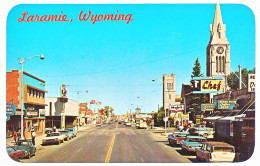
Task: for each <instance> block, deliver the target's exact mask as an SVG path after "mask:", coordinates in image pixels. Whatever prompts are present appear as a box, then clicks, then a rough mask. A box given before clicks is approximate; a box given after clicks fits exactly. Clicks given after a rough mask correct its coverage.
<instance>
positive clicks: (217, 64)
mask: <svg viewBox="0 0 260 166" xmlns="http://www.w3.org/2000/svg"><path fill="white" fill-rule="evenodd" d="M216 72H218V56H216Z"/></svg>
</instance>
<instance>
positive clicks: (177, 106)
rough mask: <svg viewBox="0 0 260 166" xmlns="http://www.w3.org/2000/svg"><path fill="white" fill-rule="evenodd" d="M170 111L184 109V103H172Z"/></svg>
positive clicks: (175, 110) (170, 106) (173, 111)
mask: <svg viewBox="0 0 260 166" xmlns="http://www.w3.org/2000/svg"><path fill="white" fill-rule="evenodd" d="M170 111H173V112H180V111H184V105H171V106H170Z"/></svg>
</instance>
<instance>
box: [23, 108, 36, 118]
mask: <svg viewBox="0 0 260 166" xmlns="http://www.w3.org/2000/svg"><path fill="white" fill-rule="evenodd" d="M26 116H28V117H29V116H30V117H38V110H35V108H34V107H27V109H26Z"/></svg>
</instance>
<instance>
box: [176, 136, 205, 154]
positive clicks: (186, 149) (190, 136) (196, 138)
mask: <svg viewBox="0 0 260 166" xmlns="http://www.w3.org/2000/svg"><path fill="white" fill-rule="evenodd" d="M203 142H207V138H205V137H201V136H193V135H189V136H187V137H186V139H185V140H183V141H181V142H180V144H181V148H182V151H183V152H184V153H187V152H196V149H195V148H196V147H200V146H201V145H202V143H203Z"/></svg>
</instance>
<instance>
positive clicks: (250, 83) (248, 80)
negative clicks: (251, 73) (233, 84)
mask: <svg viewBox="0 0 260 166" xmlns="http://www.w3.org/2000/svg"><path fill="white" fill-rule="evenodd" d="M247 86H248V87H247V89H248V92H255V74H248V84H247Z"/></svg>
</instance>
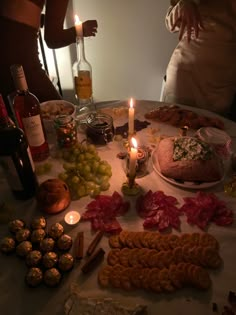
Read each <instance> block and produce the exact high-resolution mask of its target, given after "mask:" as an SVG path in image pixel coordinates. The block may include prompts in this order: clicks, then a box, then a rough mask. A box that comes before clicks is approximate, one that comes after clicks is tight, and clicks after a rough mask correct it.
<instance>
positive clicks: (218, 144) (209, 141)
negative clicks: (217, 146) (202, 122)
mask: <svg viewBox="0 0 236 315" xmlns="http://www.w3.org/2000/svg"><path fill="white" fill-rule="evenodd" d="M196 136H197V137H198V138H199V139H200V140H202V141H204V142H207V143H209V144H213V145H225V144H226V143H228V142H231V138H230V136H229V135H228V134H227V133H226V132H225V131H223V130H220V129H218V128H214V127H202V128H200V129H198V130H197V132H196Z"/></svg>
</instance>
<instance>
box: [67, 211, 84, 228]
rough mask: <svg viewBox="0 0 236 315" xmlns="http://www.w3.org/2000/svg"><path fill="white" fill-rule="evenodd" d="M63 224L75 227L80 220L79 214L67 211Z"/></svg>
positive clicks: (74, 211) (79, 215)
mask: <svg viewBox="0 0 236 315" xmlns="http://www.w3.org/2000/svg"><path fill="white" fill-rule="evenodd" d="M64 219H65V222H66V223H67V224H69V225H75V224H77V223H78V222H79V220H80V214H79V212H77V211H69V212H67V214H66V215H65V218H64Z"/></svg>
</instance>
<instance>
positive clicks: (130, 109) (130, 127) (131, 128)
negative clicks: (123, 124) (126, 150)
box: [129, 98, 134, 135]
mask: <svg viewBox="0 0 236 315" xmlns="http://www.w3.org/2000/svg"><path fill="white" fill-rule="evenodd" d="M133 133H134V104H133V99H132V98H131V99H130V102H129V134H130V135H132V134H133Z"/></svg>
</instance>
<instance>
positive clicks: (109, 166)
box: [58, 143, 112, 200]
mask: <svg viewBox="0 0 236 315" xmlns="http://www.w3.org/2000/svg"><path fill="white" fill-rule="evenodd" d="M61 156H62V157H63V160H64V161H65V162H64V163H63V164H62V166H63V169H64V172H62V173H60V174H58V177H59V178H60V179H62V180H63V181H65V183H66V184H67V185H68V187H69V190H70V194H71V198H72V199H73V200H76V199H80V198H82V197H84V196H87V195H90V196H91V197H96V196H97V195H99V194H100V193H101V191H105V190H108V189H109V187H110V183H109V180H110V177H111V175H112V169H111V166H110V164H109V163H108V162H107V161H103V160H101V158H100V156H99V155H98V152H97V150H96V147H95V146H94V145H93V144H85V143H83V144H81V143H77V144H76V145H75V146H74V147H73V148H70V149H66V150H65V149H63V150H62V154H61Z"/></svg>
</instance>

= EXERCISE REQUIREMENTS =
Return the material above verbatim. Pictures are to be excluded.

= WRITTEN RESPONSE =
Task: for each <instance> block, deliver the target's exact mask as an SVG path after "mask:", coordinates in image pixels. Whatever prompts are present appear as a box, then clicks, then a rough mask. A box given before clicks is approximate; a box given after clicks fits exactly. Clicks given after a rough mask correct its coverage.
<instance>
positive clicks: (217, 64)
mask: <svg viewBox="0 0 260 166" xmlns="http://www.w3.org/2000/svg"><path fill="white" fill-rule="evenodd" d="M216 72H218V56H216Z"/></svg>
</instance>
<instance>
positive clicks: (177, 106)
rough mask: <svg viewBox="0 0 260 166" xmlns="http://www.w3.org/2000/svg"><path fill="white" fill-rule="evenodd" d="M170 111L184 109V103H172Z"/></svg>
positive clicks: (175, 110) (170, 106) (173, 111)
mask: <svg viewBox="0 0 260 166" xmlns="http://www.w3.org/2000/svg"><path fill="white" fill-rule="evenodd" d="M170 111H173V112H180V111H184V105H171V106H170Z"/></svg>
</instance>
<instance>
box: [23, 108, 36, 118]
mask: <svg viewBox="0 0 260 166" xmlns="http://www.w3.org/2000/svg"><path fill="white" fill-rule="evenodd" d="M26 116H28V117H29V116H30V117H38V110H35V108H34V107H27V109H26Z"/></svg>
</instance>
<instance>
box: [176, 136, 205, 154]
positive clicks: (186, 149) (190, 136) (196, 138)
mask: <svg viewBox="0 0 260 166" xmlns="http://www.w3.org/2000/svg"><path fill="white" fill-rule="evenodd" d="M203 142H207V138H205V137H201V136H193V135H189V136H187V137H186V139H185V140H183V141H181V142H180V144H181V148H182V151H183V152H184V153H187V152H196V149H195V148H196V147H200V146H201V145H202V143H203Z"/></svg>
</instance>
<instance>
positive clicks: (250, 83) (248, 80)
negative clicks: (251, 73) (233, 84)
mask: <svg viewBox="0 0 260 166" xmlns="http://www.w3.org/2000/svg"><path fill="white" fill-rule="evenodd" d="M247 86H248V87H247V89H248V92H255V74H248V84H247Z"/></svg>
</instance>
Read each <instance> block and produce the exact high-resolution mask of its target, given after "mask:" as an SVG path in image pixel coordinates. The block may include prompts in this order: clicks, then a box, then a rough mask. A box that comes before clicks is approximate, one that comes after clicks is tight, and clicks after a rough mask correct it.
<instance>
positive clicks: (218, 144) (209, 141)
negative clicks: (217, 146) (202, 122)
mask: <svg viewBox="0 0 236 315" xmlns="http://www.w3.org/2000/svg"><path fill="white" fill-rule="evenodd" d="M196 136H197V137H198V138H199V139H200V140H202V141H204V142H207V143H209V144H213V145H225V144H226V143H228V142H231V138H230V136H229V135H228V134H227V133H226V132H225V131H223V130H220V129H218V128H214V127H202V128H200V129H198V130H197V132H196Z"/></svg>
</instance>
<instance>
box: [67, 211, 84, 228]
rough mask: <svg viewBox="0 0 236 315" xmlns="http://www.w3.org/2000/svg"><path fill="white" fill-rule="evenodd" d="M63 224L75 227L80 220L79 214L67 211Z"/></svg>
positive clicks: (74, 211) (79, 215)
mask: <svg viewBox="0 0 236 315" xmlns="http://www.w3.org/2000/svg"><path fill="white" fill-rule="evenodd" d="M64 219H65V222H66V223H67V224H69V225H75V224H77V223H78V222H79V220H80V214H79V212H77V211H69V212H67V214H66V215H65V218H64Z"/></svg>
</instance>
<instance>
positive clicks: (130, 109) (130, 127) (131, 128)
negative clicks: (123, 124) (126, 150)
box: [129, 98, 134, 135]
mask: <svg viewBox="0 0 236 315" xmlns="http://www.w3.org/2000/svg"><path fill="white" fill-rule="evenodd" d="M133 133H134V104H133V99H132V98H131V99H130V102H129V134H130V135H132V134H133Z"/></svg>
</instance>
<instance>
positive clicks: (109, 166)
box: [58, 143, 112, 200]
mask: <svg viewBox="0 0 236 315" xmlns="http://www.w3.org/2000/svg"><path fill="white" fill-rule="evenodd" d="M61 156H62V157H63V160H64V161H65V162H64V163H63V164H62V166H63V169H64V172H62V173H60V174H58V177H59V178H60V179H62V180H63V181H65V183H66V184H67V185H68V187H69V190H70V194H71V198H72V199H73V200H76V199H80V198H82V197H84V196H87V195H90V196H91V197H96V196H97V195H99V194H100V193H101V191H105V190H108V189H109V187H110V183H109V180H110V177H111V175H112V169H111V166H110V164H109V163H108V162H107V161H103V160H101V158H100V156H99V155H98V152H97V150H96V147H95V146H94V145H93V144H85V143H83V144H81V143H77V144H76V145H75V146H74V147H73V148H70V149H66V150H65V149H63V150H62V154H61Z"/></svg>
</instance>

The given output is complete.